Take the data below and repeat it exactly.

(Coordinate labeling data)

* Start *

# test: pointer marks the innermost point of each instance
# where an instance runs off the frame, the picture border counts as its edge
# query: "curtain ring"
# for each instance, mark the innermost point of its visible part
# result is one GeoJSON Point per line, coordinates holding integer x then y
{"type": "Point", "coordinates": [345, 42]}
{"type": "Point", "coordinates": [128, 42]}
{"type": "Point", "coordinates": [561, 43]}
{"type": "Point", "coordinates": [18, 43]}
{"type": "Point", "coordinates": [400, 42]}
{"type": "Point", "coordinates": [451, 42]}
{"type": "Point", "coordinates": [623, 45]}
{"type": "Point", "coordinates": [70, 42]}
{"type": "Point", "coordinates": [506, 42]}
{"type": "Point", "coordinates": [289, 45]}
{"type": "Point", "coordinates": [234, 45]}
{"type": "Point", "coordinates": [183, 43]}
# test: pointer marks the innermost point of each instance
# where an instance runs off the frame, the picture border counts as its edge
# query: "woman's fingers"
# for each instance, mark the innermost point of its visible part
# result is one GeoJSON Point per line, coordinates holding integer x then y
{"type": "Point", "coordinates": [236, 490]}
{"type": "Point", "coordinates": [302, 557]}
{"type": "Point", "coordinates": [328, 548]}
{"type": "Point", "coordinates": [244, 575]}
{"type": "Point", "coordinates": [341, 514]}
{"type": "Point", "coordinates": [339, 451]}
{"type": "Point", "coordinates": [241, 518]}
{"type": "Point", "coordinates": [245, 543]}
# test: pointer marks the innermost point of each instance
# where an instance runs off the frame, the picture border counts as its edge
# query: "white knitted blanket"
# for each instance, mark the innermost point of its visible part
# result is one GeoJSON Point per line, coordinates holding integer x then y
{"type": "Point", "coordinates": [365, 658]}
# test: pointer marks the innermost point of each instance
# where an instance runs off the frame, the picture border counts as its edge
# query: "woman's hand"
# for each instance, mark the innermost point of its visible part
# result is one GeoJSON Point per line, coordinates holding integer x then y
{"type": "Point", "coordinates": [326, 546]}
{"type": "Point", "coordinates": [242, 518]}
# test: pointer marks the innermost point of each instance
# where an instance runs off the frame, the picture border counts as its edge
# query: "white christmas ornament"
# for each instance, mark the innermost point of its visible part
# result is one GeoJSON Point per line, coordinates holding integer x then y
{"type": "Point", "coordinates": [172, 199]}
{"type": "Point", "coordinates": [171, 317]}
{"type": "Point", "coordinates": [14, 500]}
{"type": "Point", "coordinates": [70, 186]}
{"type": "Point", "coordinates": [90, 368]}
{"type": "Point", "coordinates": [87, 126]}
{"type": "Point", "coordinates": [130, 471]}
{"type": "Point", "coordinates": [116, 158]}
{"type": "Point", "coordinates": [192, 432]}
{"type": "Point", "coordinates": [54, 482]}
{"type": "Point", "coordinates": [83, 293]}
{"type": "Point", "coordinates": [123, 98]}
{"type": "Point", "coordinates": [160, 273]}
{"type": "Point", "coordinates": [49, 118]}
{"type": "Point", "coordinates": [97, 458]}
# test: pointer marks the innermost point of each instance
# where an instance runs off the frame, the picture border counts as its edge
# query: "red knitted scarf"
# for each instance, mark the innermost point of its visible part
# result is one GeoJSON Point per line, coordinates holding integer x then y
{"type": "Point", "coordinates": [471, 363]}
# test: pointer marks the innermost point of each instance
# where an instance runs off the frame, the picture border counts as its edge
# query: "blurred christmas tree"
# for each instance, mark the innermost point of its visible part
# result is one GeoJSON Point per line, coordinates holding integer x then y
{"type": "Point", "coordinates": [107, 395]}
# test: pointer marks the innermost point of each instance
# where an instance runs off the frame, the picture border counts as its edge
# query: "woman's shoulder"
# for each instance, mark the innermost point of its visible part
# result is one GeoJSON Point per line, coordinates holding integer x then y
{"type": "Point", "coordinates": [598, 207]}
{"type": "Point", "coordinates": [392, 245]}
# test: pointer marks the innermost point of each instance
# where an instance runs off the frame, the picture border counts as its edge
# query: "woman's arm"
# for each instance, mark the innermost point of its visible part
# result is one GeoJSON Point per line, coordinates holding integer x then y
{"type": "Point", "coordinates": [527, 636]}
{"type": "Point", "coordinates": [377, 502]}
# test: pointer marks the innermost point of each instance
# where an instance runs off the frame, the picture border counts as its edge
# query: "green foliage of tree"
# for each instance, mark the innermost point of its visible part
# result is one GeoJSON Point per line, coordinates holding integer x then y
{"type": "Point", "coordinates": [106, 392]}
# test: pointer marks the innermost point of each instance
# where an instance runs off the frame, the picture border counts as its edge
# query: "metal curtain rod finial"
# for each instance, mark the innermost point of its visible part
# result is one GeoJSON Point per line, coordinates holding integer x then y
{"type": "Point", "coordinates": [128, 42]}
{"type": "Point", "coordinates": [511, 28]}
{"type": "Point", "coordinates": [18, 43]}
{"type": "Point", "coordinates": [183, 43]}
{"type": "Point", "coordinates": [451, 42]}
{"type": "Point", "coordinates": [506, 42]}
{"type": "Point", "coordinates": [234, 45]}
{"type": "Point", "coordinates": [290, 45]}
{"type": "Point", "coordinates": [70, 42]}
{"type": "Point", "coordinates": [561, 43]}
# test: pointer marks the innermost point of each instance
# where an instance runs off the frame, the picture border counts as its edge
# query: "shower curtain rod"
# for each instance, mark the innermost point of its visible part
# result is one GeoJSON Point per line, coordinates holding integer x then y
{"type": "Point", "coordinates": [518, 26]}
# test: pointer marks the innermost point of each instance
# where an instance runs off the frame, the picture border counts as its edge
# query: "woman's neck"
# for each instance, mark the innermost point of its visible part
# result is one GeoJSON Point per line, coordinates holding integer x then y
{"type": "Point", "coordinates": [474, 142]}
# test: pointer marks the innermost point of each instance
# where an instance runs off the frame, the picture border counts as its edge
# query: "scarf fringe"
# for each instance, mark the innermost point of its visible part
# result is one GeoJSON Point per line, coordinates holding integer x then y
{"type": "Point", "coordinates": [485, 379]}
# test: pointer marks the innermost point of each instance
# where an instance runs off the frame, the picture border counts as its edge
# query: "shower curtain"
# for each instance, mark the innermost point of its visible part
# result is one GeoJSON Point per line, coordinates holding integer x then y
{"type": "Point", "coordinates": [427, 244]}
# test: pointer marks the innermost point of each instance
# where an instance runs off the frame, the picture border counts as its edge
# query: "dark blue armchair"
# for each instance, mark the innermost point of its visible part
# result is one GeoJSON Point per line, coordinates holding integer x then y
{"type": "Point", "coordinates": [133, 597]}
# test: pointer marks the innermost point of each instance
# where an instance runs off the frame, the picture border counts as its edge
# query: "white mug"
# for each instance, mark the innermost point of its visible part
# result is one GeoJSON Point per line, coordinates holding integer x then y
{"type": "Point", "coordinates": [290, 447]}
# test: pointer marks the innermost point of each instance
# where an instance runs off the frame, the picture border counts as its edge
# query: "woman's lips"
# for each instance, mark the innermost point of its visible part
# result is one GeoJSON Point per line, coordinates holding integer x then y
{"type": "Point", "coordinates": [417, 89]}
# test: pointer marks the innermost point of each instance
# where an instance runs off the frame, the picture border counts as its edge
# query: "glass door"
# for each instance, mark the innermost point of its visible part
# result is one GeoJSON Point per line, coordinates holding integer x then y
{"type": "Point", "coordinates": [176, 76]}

* End *

= Result of this exercise =
# test: pointer marks the innermost point of each instance
# where an instance runs off the frame, the picture border counts as its edge
# query: "curtain ring"
# for each instance, mark the innermost point of its visible part
# result is one GeoJSON Point per line, coordinates holding integer x then y
{"type": "Point", "coordinates": [345, 42]}
{"type": "Point", "coordinates": [128, 42]}
{"type": "Point", "coordinates": [561, 43]}
{"type": "Point", "coordinates": [18, 43]}
{"type": "Point", "coordinates": [400, 42]}
{"type": "Point", "coordinates": [451, 42]}
{"type": "Point", "coordinates": [623, 45]}
{"type": "Point", "coordinates": [70, 42]}
{"type": "Point", "coordinates": [506, 42]}
{"type": "Point", "coordinates": [289, 45]}
{"type": "Point", "coordinates": [234, 45]}
{"type": "Point", "coordinates": [183, 43]}
# test: pointer marks the innermost point of each instance
# where an instance runs off the frame, the picture border counts as its edge
# query: "woman's fingers"
# for each instance, mark the innermost point of its visible part
# result is one GeoJSON Point per line, coordinates holding integer x then y
{"type": "Point", "coordinates": [236, 490]}
{"type": "Point", "coordinates": [302, 557]}
{"type": "Point", "coordinates": [328, 548]}
{"type": "Point", "coordinates": [244, 575]}
{"type": "Point", "coordinates": [341, 514]}
{"type": "Point", "coordinates": [339, 451]}
{"type": "Point", "coordinates": [241, 518]}
{"type": "Point", "coordinates": [245, 543]}
# test: pointer marks the innermost point of each instance
# where an instance runs off the frame, the picture border counts as its edge
# query: "white knitted blanket"
# for each instance, mark the innermost point of its visible part
# result is one GeoJSON Point per line, coordinates holding integer x then y
{"type": "Point", "coordinates": [365, 658]}
# test: pointer marks the innermost point of each instance
# where an instance runs off the frame, the picture border counts as its edge
# query: "woman's hand"
# for each instance, mark the innermost point of its visible part
# result is one GeoJSON Point per line, coordinates holding integer x then y
{"type": "Point", "coordinates": [326, 546]}
{"type": "Point", "coordinates": [242, 518]}
# test: pointer marks the innermost point of each instance
# where an instance runs off the frame, the picture border counts as its edge
# query: "white christmas ornament"
# for each instance, mark the innermost point of its visible part
# result is one GeoJSON Point per line, coordinates holding integer x then y
{"type": "Point", "coordinates": [172, 199]}
{"type": "Point", "coordinates": [171, 317]}
{"type": "Point", "coordinates": [14, 500]}
{"type": "Point", "coordinates": [70, 186]}
{"type": "Point", "coordinates": [90, 368]}
{"type": "Point", "coordinates": [87, 126]}
{"type": "Point", "coordinates": [130, 471]}
{"type": "Point", "coordinates": [116, 158]}
{"type": "Point", "coordinates": [192, 432]}
{"type": "Point", "coordinates": [54, 482]}
{"type": "Point", "coordinates": [83, 293]}
{"type": "Point", "coordinates": [123, 98]}
{"type": "Point", "coordinates": [160, 273]}
{"type": "Point", "coordinates": [49, 118]}
{"type": "Point", "coordinates": [97, 458]}
# test: pointer marks the innermost point of each instance
# where an instance runs off the frame, the picture border counts as its edge
# query: "red knitted scarf"
# for each instance, mark the innermost point of its visible part
# result is one GeoJSON Point per line, coordinates holding integer x then y
{"type": "Point", "coordinates": [471, 363]}
# test: pointer marks the innermost point of each instance
# where an instance runs off the frame, the picture border counts as its edge
# query: "blurred christmas tree"
# for each instance, mark the innermost point of its visible part
# result is one GeoJSON Point per line, coordinates holding integer x then y
{"type": "Point", "coordinates": [107, 395]}
# test: pointer marks the innermost point of each instance
# where an instance runs off the frame, the picture border counts as its edge
# query: "woman's shoulder"
# for each instance, mark the innermost point of its visible part
# result is one GeoJSON Point per line, coordinates holding integer x then y
{"type": "Point", "coordinates": [598, 207]}
{"type": "Point", "coordinates": [392, 245]}
# test: pointer marks the innermost point of each instance
# where an instance runs off the frame, the picture border counts as its edge
# query: "woman's arm"
# for each instance, mark the innermost point of its visible part
# result is one GeoJSON Point per line, coordinates holding integer x then y
{"type": "Point", "coordinates": [527, 636]}
{"type": "Point", "coordinates": [377, 502]}
# test: pointer marks the innermost point of each instance
# where an instance runs off the frame, the picture border counts as its edge
# query: "green foliage of tree"
# for each instance, mark the innermost point of its visible part
# result is one GeoJSON Point per line, coordinates holding integer x then y
{"type": "Point", "coordinates": [106, 392]}
# test: pointer marks the innermost point of each instance
# where an instance runs off the frame, the picture border counts as its edge
# query: "metal curtain rod finial"
# for each instance, mark the innermost point of its visible part
# result is one GeoJSON Point per line, coordinates holding integer x then y
{"type": "Point", "coordinates": [128, 42]}
{"type": "Point", "coordinates": [511, 28]}
{"type": "Point", "coordinates": [18, 43]}
{"type": "Point", "coordinates": [183, 43]}
{"type": "Point", "coordinates": [451, 42]}
{"type": "Point", "coordinates": [506, 42]}
{"type": "Point", "coordinates": [234, 45]}
{"type": "Point", "coordinates": [290, 45]}
{"type": "Point", "coordinates": [70, 42]}
{"type": "Point", "coordinates": [561, 43]}
# test: pointer marks the innermost point of each instance
# where an instance runs off the frame, the picture border counts as its edge
# query: "shower curtain rod"
# for each instance, mark the innermost point of its visible part
# result is one GeoJSON Point per line, coordinates holding integer x then y
{"type": "Point", "coordinates": [518, 26]}
# test: pointer marks the innermost point of each instance
# where an instance runs off the frame, the picture border counts as its edge
# query: "woman's neck"
# for each instance, mark the innermost point of its visible part
# result is one GeoJSON Point per line, coordinates holding integer x then y
{"type": "Point", "coordinates": [474, 142]}
# test: pointer marks the innermost point of each instance
# where an instance runs off the frame, the picture border counts as its edge
# query: "scarf fringe"
# for each instance, mark the innermost point of its visible part
# result is one GeoJSON Point per line, coordinates holding integer x then y
{"type": "Point", "coordinates": [485, 379]}
# test: pointer marks the innermost point of each instance
# where an instance runs off the frame, the picture border counts as its edge
# query: "shower curtain"
# for each instance, mark the innermost point of its visible part
# result is one GeoJSON Point per line, coordinates holding integer x then y
{"type": "Point", "coordinates": [427, 244]}
# test: pointer marks the innermost point of each instance
# where an instance runs off the frame, the picture border counts as its edge
# query: "dark blue armchair"
# for each instance, mark the innermost point of its visible part
# result is one GeoJSON Point per line, coordinates holding integer x then y
{"type": "Point", "coordinates": [133, 597]}
# test: pointer marks the innermost point of each instance
# where an instance runs off the frame, the picture border counts as its edge
# query: "white mug"
# for each instance, mark the innermost point of its visible part
# result is one GeoJSON Point per line, coordinates holding integer x then y
{"type": "Point", "coordinates": [290, 447]}
# test: pointer marks the innermost point of each instance
# where an instance runs off the frame, the picture border counts as its edge
# query: "woman's lips"
# for each instance, mark the innermost point of its visible part
# result is one GeoJSON Point per line, coordinates holding integer x then y
{"type": "Point", "coordinates": [417, 89]}
# test: pointer marks the innermost point of each instance
# where an instance runs off the frame, the picture border counts as its edge
# query: "glass door"
# for each instance, mark the innermost point of its visible part
# result is one GeoJSON Point per line, coordinates holding integer x then y
{"type": "Point", "coordinates": [176, 76]}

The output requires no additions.